-- START Excerpt --

Tuesday 27 May 2014

The Medieval Forest


Today only fragments of the great forests that surrounded the Staffordshire Moorlands during the Middle Ages remain.  The Peak Forest exists in name only. Delamere is a meagre fragment of what it once was, and Macclesfield was altered massively by the introduction of commercial timber unknown to the medieval verderer. Cannock and Needwood survive but much shrunken by cultivation and encroachment by man. Sherwood, of Robin Hood fame used to cover huge swathes of Derbyshire, Nottinghamshire and Yorkshire. It is much reduced now.

Local place names mark the importance of woods in the landscape with Ashbourne, Oakamoor, Birchall and Westwood marked on modern maps.

In the years after the Conqueror the forests of the King would have stretched as far as the eyes could see. They were protected so that the monarch could indulge their great passion of hunting, and they were determined to protect their interest with punitive laws. King John was famously forced to sign the Magna Carta but alongside the Great Charter he was required to agree to the Forest Charter which enshrined the rights of dwellers in the woods. Both documents were the foundations on which the social structure of England was founded. (The existence of the Forest Charter was used in 2010 by people campaigning against the privatisation of the Forestry Commission)

-- END Excerpt --
-- START Material --

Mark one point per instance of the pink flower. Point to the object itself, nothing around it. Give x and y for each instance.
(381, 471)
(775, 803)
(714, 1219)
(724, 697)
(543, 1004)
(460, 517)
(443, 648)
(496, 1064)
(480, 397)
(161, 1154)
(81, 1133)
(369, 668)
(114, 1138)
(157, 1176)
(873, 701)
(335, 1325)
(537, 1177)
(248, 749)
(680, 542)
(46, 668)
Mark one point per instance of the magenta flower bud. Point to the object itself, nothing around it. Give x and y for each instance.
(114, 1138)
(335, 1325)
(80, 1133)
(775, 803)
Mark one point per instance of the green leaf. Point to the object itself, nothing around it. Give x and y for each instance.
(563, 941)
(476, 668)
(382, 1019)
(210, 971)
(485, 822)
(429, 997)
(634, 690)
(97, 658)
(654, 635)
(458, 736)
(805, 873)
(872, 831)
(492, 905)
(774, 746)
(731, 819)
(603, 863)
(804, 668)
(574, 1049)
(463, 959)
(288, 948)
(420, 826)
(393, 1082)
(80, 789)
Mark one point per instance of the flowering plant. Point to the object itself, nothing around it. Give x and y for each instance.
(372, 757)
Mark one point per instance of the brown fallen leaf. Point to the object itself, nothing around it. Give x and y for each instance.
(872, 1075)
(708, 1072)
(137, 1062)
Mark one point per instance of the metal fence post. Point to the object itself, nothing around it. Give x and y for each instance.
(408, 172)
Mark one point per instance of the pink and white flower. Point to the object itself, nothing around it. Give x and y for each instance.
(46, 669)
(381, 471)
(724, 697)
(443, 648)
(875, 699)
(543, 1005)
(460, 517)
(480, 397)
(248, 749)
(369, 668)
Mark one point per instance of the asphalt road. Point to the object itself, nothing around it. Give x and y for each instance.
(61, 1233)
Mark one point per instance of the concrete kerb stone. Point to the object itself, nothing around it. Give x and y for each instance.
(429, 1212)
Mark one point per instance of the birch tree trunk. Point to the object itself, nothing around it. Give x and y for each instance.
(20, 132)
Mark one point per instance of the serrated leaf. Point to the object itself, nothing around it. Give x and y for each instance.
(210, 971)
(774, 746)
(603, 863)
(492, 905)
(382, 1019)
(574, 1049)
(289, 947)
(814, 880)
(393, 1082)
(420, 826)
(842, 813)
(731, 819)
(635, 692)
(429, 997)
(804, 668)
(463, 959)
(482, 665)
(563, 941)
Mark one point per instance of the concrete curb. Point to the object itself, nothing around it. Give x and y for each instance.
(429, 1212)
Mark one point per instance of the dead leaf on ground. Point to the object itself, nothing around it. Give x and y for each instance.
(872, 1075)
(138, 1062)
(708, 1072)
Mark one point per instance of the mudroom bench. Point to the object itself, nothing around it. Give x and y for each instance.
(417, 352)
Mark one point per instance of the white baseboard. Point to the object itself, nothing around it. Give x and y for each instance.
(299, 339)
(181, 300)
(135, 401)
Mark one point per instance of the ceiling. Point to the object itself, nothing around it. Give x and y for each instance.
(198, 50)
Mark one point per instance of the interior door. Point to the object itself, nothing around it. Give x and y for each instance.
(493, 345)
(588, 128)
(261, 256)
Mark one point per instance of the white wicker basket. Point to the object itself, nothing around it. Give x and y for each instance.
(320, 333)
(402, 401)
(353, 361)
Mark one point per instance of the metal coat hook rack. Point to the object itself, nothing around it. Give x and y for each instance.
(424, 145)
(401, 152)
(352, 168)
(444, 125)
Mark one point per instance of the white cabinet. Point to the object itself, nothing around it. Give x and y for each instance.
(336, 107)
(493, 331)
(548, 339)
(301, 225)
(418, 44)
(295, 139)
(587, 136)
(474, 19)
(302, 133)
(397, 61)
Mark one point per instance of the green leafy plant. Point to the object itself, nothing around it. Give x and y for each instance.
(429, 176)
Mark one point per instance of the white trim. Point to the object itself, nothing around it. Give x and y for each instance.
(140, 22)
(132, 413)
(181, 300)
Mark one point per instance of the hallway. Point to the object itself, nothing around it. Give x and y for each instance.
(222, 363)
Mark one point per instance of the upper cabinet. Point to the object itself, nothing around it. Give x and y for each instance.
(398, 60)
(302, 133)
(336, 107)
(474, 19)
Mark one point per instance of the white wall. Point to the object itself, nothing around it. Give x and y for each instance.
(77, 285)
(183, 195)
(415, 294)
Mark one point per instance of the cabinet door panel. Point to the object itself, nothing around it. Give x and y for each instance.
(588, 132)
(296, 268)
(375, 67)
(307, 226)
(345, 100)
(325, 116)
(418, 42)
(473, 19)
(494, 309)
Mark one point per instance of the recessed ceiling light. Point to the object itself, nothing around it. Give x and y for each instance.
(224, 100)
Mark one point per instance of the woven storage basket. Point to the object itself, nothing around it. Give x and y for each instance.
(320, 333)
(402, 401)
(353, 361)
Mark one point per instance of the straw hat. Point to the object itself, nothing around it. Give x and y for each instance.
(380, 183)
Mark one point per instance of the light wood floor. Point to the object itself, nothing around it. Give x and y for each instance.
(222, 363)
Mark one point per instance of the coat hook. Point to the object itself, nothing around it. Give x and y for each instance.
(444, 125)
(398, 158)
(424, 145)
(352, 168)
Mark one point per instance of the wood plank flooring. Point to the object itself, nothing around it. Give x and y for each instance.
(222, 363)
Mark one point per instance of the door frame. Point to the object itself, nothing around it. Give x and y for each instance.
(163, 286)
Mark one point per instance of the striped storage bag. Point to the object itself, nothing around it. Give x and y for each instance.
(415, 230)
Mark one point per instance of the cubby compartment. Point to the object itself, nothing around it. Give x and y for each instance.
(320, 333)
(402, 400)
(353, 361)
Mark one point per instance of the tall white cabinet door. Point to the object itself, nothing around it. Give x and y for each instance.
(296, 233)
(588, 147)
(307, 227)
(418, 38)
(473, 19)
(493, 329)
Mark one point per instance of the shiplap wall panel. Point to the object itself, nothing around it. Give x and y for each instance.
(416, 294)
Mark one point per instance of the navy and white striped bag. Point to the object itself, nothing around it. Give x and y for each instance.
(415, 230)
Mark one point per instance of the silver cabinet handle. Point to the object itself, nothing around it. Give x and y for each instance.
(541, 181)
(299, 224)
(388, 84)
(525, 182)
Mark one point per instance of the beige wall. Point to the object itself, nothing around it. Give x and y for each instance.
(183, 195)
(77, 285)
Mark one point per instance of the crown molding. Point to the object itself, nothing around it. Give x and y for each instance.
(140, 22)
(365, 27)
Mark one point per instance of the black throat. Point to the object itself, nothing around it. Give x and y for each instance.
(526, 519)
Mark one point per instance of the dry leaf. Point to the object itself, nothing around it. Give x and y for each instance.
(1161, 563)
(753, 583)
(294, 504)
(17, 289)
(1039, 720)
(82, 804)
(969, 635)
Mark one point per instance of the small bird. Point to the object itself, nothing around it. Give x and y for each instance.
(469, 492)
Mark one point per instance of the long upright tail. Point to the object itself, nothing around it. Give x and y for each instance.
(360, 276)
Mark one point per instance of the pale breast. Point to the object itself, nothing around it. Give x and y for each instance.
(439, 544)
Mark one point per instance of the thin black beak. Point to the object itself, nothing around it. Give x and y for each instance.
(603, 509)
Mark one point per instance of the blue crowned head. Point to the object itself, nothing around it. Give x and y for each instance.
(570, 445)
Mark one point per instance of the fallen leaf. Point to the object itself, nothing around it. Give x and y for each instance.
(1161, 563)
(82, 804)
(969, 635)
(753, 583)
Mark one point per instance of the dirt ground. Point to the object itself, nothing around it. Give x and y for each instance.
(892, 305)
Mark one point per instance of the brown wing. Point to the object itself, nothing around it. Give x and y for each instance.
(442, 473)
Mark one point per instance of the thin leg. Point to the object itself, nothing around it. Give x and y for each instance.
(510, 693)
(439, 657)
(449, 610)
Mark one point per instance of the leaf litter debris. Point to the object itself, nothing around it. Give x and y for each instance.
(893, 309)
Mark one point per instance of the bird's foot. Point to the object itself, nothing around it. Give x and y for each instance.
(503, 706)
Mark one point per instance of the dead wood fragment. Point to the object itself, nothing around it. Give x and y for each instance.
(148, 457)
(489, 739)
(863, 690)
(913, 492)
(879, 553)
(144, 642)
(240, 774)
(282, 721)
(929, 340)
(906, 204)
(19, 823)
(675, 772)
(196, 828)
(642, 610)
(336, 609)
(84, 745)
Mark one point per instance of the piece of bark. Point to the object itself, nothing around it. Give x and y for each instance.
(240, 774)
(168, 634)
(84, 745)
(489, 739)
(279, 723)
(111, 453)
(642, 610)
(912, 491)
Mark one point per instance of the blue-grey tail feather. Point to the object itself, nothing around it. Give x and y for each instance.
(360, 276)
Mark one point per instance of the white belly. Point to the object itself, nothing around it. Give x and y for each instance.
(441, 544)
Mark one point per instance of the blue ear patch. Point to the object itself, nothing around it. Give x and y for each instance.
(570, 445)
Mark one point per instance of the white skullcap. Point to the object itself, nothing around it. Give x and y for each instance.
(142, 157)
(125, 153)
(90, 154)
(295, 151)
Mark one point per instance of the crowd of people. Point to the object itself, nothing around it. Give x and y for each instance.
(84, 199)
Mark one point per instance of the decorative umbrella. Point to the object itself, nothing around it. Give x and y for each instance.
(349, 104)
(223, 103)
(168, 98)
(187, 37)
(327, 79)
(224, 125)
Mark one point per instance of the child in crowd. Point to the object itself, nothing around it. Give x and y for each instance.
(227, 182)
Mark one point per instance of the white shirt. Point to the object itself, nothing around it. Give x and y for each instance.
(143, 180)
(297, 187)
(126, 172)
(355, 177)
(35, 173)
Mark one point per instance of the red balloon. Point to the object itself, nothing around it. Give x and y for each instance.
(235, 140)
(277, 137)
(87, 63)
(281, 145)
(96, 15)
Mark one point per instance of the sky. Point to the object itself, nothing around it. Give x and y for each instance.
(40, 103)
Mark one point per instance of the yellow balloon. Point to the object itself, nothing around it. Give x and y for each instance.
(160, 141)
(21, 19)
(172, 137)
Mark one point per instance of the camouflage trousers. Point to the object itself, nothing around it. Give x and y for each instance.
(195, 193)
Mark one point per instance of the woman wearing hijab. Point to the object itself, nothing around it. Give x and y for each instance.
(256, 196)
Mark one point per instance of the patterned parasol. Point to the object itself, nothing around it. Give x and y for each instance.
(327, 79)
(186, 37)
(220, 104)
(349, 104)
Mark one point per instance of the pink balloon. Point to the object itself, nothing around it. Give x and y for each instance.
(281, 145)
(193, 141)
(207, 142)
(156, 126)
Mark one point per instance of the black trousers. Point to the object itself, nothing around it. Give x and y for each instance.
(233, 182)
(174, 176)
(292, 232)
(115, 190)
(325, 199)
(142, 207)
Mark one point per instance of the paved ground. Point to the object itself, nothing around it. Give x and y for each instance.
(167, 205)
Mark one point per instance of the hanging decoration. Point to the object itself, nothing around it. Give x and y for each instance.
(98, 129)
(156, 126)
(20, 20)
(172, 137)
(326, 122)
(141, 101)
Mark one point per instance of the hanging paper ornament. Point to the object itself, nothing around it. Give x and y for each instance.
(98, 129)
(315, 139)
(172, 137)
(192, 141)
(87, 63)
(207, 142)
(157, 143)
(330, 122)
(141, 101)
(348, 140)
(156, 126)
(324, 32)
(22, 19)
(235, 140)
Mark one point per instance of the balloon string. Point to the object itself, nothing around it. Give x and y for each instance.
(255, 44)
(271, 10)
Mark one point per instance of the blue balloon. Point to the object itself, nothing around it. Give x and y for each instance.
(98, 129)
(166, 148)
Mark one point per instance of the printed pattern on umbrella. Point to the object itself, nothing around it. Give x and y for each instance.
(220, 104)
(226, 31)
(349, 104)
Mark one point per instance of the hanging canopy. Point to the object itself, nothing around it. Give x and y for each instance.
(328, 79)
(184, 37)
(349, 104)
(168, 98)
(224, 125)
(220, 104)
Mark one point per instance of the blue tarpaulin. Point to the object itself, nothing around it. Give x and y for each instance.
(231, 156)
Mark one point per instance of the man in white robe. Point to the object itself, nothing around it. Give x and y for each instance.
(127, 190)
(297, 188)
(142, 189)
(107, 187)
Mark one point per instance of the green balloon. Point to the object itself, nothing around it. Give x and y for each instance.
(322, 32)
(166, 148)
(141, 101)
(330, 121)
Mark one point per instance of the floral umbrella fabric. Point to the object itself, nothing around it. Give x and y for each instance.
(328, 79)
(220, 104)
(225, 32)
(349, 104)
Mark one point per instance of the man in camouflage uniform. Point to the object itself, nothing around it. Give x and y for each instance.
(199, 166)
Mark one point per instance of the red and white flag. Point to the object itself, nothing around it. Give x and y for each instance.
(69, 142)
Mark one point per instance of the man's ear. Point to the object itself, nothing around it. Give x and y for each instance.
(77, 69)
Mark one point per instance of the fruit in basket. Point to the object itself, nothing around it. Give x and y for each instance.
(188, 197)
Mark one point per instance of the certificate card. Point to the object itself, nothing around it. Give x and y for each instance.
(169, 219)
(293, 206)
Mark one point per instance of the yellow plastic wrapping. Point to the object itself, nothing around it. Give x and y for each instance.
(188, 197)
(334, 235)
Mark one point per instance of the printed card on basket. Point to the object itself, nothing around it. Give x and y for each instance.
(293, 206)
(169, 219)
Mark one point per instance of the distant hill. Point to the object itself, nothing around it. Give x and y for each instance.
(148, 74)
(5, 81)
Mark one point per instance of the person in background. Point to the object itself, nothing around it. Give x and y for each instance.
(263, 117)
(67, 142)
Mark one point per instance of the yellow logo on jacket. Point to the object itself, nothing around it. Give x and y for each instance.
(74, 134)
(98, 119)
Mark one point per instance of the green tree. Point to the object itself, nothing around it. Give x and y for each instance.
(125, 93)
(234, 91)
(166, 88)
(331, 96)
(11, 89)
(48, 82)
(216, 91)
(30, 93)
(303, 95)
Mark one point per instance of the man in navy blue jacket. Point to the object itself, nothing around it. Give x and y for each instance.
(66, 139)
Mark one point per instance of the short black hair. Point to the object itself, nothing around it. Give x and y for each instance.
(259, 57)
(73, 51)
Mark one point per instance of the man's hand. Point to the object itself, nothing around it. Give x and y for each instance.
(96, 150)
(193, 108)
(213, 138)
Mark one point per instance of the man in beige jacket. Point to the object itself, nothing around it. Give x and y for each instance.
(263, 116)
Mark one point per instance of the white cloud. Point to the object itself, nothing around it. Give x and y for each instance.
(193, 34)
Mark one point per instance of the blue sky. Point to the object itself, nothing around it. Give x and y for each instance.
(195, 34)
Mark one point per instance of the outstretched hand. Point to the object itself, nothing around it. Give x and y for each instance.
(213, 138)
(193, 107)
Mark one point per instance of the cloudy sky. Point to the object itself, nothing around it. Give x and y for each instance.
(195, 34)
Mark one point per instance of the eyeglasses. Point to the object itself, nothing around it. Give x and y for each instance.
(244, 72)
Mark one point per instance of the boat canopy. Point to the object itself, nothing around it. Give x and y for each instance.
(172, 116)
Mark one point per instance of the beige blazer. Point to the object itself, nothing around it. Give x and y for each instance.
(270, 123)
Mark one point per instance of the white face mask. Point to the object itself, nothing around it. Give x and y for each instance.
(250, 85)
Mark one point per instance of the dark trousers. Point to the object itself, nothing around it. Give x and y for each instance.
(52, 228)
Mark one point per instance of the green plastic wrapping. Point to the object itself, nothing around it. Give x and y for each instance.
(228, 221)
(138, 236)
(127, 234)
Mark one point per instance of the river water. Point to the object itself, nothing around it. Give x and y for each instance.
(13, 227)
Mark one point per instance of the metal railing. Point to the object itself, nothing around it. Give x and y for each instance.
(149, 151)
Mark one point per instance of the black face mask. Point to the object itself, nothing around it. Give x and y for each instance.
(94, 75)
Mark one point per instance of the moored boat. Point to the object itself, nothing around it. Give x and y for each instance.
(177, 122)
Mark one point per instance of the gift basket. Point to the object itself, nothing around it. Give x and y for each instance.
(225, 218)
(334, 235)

-- END Material --

**Exercise requirements:** Transcribe the entire text on the medieval forest verbatim, from its date line to its final sentence.

**Answer to the problem:**
Tuesday 27 May 2014

The Medieval Forest


Today only fragments of the great forests that surrounded the Staffordshire Moorlands during the Middle Ages remain.  The Peak Forest exists in name only. Delamere is a meagre fragment of what it once was, and Macclesfield was altered massively by the introduction of commercial timber unknown to the medieval verderer. Cannock and Needwood survive but much shrunken by cultivation and encroachment by man. Sherwood, of Robin Hood fame used to cover huge swathes of Derbyshire, Nottinghamshire and Yorkshire. It is much reduced now.

Local place names mark the importance of woods in the landscape with Ashbourne, Oakamoor, Birchall and Westwood marked on modern maps.

In the years after the Conqueror the forests of the King would have stretched as far as the eyes could see. They were protected so that the monarch could indulge their great passion of hunting, and they were determined to protect their interest with punitive laws. King John was famously forced to sign the Magna Carta but alongside the Great Charter he was required to agree to the Forest Charter which enshrined the rights of dwellers in the woods. Both documents were the foundations on which the social structure of England was founded. (The existence of the Forest Charter was used in 2010 by people campaigning against the privatisation of the Forestry Commission)